» **EXCERPT**:
Wallace Roney Quintet@Catalina’s 09.06.15

Jazz at its most improvisational was on display on  a myriad of levels this weekend at Catalina’s Jazz Club. Wallace Roney brought his bopping trumpet into town for a show that was supposed to include local stalwarts Eric Reed/p, Rashaan Carter/dr and Miles Davis alumni Lenny White/dr and Bennie Maupin/ts-bcl. Due to last minute difficulties,  Maupin was unavailable, so Reed called up his own sideman, local alto saxist Danny Janklow, for a hard swinging baptism by fire. The guy sitting next to me asked aloud, “Who’s this white kid who looks like he’s in Junior High?” Well, as Roney said while introducing the twenty something, “He joined us on Friday, and we liked him. He played with us last night and we liked him even more, so here he is tonight.” Hang on for a white knuckler!

» **MATERIAL**:
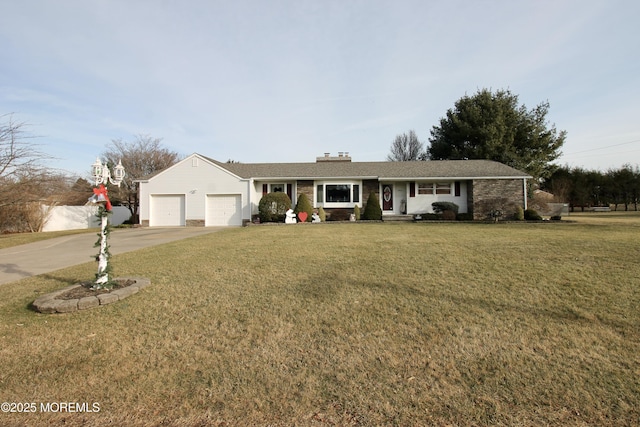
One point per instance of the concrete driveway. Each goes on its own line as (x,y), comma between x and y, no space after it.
(42,257)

» **EXERCISE GOAL**:
Name every person mentioned by name in the concert review above.

» **COMPLETED TASK**:
Wallace Roney, Eric Reed, Rashaan Carter, Miles Davis, Lenny White, Bennie Maupin, Danny Janklow